[What is expected]: Could you repeat all of the data below verbatim, line for line, with nothing changed or left out?

## start Provided records

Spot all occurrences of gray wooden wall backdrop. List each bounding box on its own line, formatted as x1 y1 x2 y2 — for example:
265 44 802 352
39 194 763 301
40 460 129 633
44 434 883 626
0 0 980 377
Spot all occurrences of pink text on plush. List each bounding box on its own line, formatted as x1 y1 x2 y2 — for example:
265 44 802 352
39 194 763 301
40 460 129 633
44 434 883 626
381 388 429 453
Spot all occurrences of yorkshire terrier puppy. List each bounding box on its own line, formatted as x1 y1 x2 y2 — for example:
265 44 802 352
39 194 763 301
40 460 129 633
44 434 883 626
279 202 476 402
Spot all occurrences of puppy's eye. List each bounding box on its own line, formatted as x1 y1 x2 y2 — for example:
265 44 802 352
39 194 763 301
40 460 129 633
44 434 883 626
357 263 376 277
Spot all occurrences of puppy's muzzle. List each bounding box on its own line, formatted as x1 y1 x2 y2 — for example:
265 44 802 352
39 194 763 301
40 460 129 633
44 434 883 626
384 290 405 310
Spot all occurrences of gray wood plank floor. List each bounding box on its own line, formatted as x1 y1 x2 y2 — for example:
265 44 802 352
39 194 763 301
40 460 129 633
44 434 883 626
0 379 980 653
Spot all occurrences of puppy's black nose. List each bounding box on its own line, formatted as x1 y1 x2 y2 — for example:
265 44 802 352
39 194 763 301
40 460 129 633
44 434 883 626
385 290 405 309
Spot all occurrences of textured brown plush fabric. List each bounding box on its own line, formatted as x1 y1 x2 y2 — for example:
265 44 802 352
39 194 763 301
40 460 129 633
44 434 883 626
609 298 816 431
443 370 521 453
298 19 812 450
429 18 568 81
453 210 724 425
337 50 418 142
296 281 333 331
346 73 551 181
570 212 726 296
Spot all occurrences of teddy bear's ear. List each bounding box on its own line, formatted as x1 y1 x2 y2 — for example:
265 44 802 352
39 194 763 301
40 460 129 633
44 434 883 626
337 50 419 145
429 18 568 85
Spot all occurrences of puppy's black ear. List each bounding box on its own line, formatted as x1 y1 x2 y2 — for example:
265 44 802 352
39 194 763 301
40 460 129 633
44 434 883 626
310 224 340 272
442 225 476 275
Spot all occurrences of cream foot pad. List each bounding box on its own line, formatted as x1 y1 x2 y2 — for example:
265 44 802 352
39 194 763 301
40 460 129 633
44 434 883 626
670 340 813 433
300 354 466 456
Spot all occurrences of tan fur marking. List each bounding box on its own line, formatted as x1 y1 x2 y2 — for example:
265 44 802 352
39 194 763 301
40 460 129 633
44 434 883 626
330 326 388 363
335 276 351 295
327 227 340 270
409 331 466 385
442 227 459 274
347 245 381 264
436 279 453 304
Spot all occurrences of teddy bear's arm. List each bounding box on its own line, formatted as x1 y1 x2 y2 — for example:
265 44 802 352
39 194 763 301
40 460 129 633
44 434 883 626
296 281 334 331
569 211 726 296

## end Provided records

[The response]:
Spot all occurrences of gray wooden wall backdrop. List each bounding box on its own line, formatted as x1 y1 x2 y2 — for example:
265 44 802 352
39 194 763 301
40 460 129 633
44 434 883 626
0 0 980 377
Spot all occurrences of pink text on plush. List each bounding box on its own line, formatted as x1 y1 x2 y2 — for example:
265 44 802 352
39 194 763 301
40 460 129 633
44 434 883 626
381 388 429 453
Spot all occurrences of yorkshire terrier puppy. List each bounding box on its own line, formatted as x1 y1 x2 y2 — for example:
265 44 802 352
39 194 763 301
40 460 129 633
44 434 883 626
279 202 476 402
Spot all occurrences of puppy's eye. List each bounding box on its own line, formatted as x1 y1 x2 y2 — for example:
265 44 802 352
39 194 763 301
40 460 129 633
44 434 883 626
357 263 376 277
Spot all occurrences of puppy's muzzle. List each bounding box on its own line, formatted as x1 y1 x2 y2 — for example:
265 44 802 352
39 194 763 301
40 460 129 633
44 434 883 626
384 290 405 310
Spot all occurrences of gray wood plank floor. List each bounding box on its own line, formatted as x1 y1 x2 y2 — for example:
265 44 802 352
39 194 763 301
40 460 129 633
44 434 883 626
0 379 980 653
Spot all occurrences of puppy's black nose. List each bounding box on its own line, formatted as x1 y1 x2 y2 — for example:
265 44 802 352
39 194 763 301
40 460 129 633
44 434 883 626
385 290 405 309
Spot all occurrences of textured brown plush fabric. List each bounding box on its own line, formatted as x1 y1 x2 y2 — for example:
265 44 802 352
39 194 763 301
40 460 129 633
44 434 883 626
609 298 816 431
443 370 521 453
298 19 812 450
429 18 568 81
453 210 724 425
337 50 418 142
296 281 333 331
346 73 551 181
570 212 726 296
Spot all occurrences of teddy bear's ear. List each bounding box on its own line, formatted as x1 y1 x2 y2 — for example:
265 44 802 352
39 194 763 301
40 460 129 633
44 434 883 626
337 50 419 145
429 18 568 85
Spot all occurrences of puppy's black ear. List each bounding box on its own line, formatted as x1 y1 x2 y2 — for example:
265 44 802 352
39 194 763 301
40 460 129 633
44 434 883 626
310 224 340 272
442 225 476 275
Spot all occurrences of cream foot pad. List each bounding box on its own line, formatted as x1 y1 x2 y2 — for example:
265 44 802 352
39 194 763 301
40 460 129 633
44 434 883 626
670 340 813 433
300 354 466 456
Spot all occurrences of tan fur marking. List each bounding box on its own line, formatted as x1 y1 x2 y2 — for example:
265 44 802 352
39 194 763 301
40 460 129 633
44 434 883 626
330 326 388 363
335 276 351 295
327 227 340 270
409 331 466 385
442 227 459 274
347 245 381 264
436 279 453 304
Spot all occurrences of teddy bear's arm. List each bounding box on its own line, formatted as x1 y1 x2 y2 — for example:
265 44 802 352
39 194 763 301
40 460 129 633
44 434 883 626
296 281 334 331
569 211 726 296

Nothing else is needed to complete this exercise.